**Task description**
Return the records below exactly, leaving nothing out.

**Study material**
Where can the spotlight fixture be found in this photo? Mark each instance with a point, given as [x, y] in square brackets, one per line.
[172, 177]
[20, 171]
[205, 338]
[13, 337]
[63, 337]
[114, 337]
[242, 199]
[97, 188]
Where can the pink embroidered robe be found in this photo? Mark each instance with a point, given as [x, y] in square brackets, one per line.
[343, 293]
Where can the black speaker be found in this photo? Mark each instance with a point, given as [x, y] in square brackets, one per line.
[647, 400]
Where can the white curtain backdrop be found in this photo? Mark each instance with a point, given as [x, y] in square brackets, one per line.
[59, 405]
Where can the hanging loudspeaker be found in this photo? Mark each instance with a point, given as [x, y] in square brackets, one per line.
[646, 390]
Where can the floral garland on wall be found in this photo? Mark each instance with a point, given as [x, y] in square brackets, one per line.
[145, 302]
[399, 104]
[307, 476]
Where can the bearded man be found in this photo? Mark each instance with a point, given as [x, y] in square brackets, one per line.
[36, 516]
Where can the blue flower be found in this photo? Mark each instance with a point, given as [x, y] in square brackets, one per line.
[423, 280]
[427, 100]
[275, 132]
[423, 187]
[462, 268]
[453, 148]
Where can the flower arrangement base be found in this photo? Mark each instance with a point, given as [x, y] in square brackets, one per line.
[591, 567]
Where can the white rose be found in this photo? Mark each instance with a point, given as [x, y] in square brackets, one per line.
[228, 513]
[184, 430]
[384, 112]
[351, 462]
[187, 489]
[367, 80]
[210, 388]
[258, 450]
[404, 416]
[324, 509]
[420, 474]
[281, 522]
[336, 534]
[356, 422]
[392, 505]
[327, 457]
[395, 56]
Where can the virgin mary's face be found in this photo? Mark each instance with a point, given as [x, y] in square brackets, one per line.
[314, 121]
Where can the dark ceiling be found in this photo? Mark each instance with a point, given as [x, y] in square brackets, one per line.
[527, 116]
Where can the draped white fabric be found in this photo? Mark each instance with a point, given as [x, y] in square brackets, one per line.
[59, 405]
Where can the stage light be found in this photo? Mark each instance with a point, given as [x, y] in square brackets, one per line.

**Response to the exercise**
Where can the spotlight fixture be found in this photo? Mark each instance with a point, given as [x, y] in square brackets, one per line.
[172, 177]
[20, 171]
[205, 338]
[13, 337]
[63, 337]
[114, 337]
[242, 199]
[97, 188]
Where can the pink embroidered robe be found in this photo? Mark each instance with a point, given as [x, y] in square brackets, one per line.
[343, 293]
Where can the black speaker be found in this photo? Mark each instance with a point, given as [x, y] in square brackets, one per line.
[647, 400]
Where can the white curtain backdrop be found in this photo? Mark each instance with a point, given as [x, y] in square brackets, one per line.
[59, 405]
Where can the hanging loudspeaker be found in this photo? Mark each instance with a point, given as [x, y] in square brackets, one per line.
[646, 390]
Where can the floral garland on wall be found in this photo? Mark each instance with a point, given as [x, y] in square brackets, one per line.
[145, 302]
[399, 104]
[307, 476]
Where can the bearded man be found in this photo? Mark each instance with a point, given as [x, y] in square brackets, one per line.
[36, 516]
Where can the blue flower be found in this photo? Mark each instance with a point, given as [x, y] in square brackets, one per line.
[423, 280]
[427, 100]
[275, 132]
[423, 187]
[462, 268]
[453, 148]
Where can the flower arrangement base be found in this photo? Mark each instance with a point, given as [x, y] in square brackets, one per line.
[591, 567]
Where can the white rose be found in this photo? Mark each instance with a point, given as [x, y] in square brackets, one per line.
[228, 513]
[184, 430]
[384, 112]
[351, 462]
[187, 489]
[367, 80]
[210, 388]
[258, 450]
[404, 416]
[324, 509]
[420, 474]
[281, 522]
[336, 534]
[356, 422]
[392, 505]
[327, 457]
[395, 56]
Where can the virgin mary's face be found in this photo? Mark each instance with a point, given as [x, y] in square brackets, one per line.
[314, 121]
Where can the dark ceiling be found in this photo? Mark each instance with a point, given as [x, y] in square brackets, one per line.
[527, 116]
Where can the draped white fabric be found in this photo? Mark each instance with a point, given as [x, y] in square brackets, one per line.
[59, 405]
Where can the stage light be found in this photo? Mark each instance with a point, given as [x, y] in square brackets, one per line.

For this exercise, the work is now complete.